## EXTRACTED TEXT
*** Block opens ***

Lamborghini revives eighties poster-child Countach

New limited-edition Countach gets V12 hybrid power

If you were a teenage car-nut in the 1980s, you had a poster of one of these on your wall. Well, not one of these, specifically - you had a poster (I certainly did) of the 1980s Lamborghini Countach.

Most likely you had the one of the white LP500QV model, the one from The Wolf Of Wall Street, all vulgarised with a huge rear wing, extra air scoops, and a massive front bumper. It was acceptable in the eighties, I guess.

That is not the Countach that Lamborghini is reviving for a limited-run of 112 cars this year. The new Countach - technically the Countach LPI-800-4 - delves further back into Lamborghini’s cupboard of classic wonders, to the original 1974 Countach.

Back then, the Countach as designed by the great Marcello Gandini (who would also design Lambo's own Diablo, as well as the original BMW 5 Series, and even the Renault 5 Turbo) was clean, lean, almost a perfect wedge shape with delicate detailing around the rear lights and a sense of lightness to its look. None of the heavy-weight eighties add-ons here.


The new Countach references that Gandini original very closely. There are no big wings, and the air intakes for the mighty V12 engine are subtle, perhaps with the exception of the big, black, carbon-fibre vent that cuts into the doors. There are no pop-up headlights this time around, sadly, but there are delicate brake lights, picked out in LED strips, at the rear, set into the concave black panel that makes up the rear of the car.

Unquestioned beauty

It's a pretty stunning thing - yes, retro design only gets you so far, really, but this is unquestionably a beautiful car, and one more beautiful than most of what Lamborghini has been creating of late. "The Countach is one of the most significant and exciting cars in automotive history as well as in Lamborghini's heritage," says Mitja Borkert, Lamborghini's head of design.

*** Block closes ***

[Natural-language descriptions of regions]
*** Block opens ***

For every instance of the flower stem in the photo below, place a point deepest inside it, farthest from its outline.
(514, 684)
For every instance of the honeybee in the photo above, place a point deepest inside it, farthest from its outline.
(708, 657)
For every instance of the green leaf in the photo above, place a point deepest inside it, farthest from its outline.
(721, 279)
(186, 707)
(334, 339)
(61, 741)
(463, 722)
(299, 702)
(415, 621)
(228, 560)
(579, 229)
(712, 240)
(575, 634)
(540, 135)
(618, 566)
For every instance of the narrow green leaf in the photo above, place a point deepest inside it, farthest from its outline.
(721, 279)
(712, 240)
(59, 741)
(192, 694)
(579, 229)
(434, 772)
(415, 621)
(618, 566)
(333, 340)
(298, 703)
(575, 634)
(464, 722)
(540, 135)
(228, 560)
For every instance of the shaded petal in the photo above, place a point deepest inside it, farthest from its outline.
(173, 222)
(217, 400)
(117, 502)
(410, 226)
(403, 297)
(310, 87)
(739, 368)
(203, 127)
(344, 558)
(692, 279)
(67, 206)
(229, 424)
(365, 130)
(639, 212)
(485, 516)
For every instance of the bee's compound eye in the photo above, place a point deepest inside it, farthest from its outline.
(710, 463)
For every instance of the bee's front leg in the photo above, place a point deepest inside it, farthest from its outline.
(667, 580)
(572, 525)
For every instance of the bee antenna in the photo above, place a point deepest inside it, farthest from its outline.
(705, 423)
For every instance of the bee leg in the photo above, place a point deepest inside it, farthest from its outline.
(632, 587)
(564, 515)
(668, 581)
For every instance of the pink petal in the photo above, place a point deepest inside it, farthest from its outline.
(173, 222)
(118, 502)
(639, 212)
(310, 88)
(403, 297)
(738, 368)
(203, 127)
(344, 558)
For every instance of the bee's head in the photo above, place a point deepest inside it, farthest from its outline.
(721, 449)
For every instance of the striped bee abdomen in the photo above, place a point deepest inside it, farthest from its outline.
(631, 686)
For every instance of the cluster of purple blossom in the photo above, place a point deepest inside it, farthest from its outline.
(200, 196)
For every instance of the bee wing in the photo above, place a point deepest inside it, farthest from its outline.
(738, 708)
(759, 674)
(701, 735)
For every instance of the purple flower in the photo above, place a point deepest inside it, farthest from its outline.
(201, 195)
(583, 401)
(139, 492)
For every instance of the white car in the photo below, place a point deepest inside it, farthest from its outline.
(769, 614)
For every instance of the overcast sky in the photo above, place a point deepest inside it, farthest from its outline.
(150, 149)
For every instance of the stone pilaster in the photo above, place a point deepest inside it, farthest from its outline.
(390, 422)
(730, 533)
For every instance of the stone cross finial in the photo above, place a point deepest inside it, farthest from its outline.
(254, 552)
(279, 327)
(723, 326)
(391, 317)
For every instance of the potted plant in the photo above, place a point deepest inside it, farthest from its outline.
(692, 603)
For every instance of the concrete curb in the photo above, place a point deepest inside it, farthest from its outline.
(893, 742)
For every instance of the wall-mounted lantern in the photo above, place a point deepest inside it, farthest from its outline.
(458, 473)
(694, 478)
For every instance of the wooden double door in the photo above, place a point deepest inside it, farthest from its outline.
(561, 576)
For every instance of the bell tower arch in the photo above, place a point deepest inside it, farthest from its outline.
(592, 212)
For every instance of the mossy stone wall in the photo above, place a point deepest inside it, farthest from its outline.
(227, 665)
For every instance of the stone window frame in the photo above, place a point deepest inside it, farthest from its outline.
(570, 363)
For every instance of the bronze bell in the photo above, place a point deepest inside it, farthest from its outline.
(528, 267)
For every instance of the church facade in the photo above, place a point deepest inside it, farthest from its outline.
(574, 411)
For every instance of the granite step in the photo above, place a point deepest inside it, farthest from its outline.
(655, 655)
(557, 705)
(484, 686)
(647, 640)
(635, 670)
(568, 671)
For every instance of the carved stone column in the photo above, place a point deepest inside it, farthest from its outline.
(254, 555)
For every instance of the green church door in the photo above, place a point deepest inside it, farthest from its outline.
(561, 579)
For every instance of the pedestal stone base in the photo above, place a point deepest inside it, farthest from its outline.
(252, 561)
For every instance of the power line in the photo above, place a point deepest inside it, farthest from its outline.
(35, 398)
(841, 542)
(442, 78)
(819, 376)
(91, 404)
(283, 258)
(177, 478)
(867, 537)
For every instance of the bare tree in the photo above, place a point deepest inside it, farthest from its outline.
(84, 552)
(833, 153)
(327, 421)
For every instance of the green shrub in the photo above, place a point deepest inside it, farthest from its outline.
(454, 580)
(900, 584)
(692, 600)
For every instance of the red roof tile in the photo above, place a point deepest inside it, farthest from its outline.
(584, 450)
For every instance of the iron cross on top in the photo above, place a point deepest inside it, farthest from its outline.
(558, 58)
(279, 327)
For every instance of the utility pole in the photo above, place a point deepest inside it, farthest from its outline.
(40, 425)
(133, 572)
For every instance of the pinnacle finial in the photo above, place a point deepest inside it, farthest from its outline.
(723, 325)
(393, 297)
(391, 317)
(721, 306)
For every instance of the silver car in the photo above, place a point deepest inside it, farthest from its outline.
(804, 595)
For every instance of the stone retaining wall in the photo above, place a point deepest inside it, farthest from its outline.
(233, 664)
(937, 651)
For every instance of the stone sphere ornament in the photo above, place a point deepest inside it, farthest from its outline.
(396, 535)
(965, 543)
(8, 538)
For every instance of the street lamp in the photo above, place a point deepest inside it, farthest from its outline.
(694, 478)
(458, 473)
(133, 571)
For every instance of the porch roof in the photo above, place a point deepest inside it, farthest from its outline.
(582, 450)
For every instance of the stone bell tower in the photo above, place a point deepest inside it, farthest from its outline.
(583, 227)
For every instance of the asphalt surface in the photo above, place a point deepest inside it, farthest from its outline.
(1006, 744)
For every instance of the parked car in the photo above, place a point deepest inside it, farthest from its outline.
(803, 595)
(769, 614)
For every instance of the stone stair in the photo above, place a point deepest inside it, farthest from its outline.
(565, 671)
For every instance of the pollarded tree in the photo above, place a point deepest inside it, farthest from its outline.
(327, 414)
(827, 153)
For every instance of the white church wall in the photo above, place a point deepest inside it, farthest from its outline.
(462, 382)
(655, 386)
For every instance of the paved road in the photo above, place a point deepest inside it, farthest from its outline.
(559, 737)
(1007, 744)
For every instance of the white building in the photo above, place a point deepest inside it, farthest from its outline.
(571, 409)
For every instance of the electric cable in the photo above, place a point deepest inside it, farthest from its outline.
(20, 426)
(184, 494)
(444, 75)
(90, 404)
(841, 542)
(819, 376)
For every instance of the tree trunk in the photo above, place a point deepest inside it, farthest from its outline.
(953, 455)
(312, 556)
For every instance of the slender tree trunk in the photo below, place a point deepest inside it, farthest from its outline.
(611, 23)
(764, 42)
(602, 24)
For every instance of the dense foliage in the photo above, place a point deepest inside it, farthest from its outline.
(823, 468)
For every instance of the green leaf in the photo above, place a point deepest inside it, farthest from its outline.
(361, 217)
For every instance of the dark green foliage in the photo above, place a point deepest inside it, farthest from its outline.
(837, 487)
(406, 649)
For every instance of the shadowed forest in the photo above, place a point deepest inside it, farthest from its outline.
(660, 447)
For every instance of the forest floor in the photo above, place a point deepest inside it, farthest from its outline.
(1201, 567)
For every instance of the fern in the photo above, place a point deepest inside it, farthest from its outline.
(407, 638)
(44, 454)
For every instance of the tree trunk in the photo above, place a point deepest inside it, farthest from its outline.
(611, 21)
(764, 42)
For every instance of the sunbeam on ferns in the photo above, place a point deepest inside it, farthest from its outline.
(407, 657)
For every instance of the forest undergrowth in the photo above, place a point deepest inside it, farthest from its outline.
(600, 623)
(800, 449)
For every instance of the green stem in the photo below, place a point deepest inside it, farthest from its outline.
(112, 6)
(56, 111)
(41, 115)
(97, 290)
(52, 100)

*** Block closes ***

## WORK REQUEST
Copy out the Countach article word for word, everything from "Most likely you" down to "original 1974 Countach.".

## ANSWER SECTION
Most likely you had the one of the white LP500QV model, the one from The Wolf Of Wall Street, all vulgarised with a huge rear wing, extra air scoops, and a massive front bumper. It was acceptable in the eighties, I guess.

That is not the Countach that Lamborghini is reviving for a limited-run of 112 cars this year. The new Countach - technically the Countach LPI-800-4 - delves further back into Lamborghini’s cupboard of classic wonders, to the original 1974 Countach.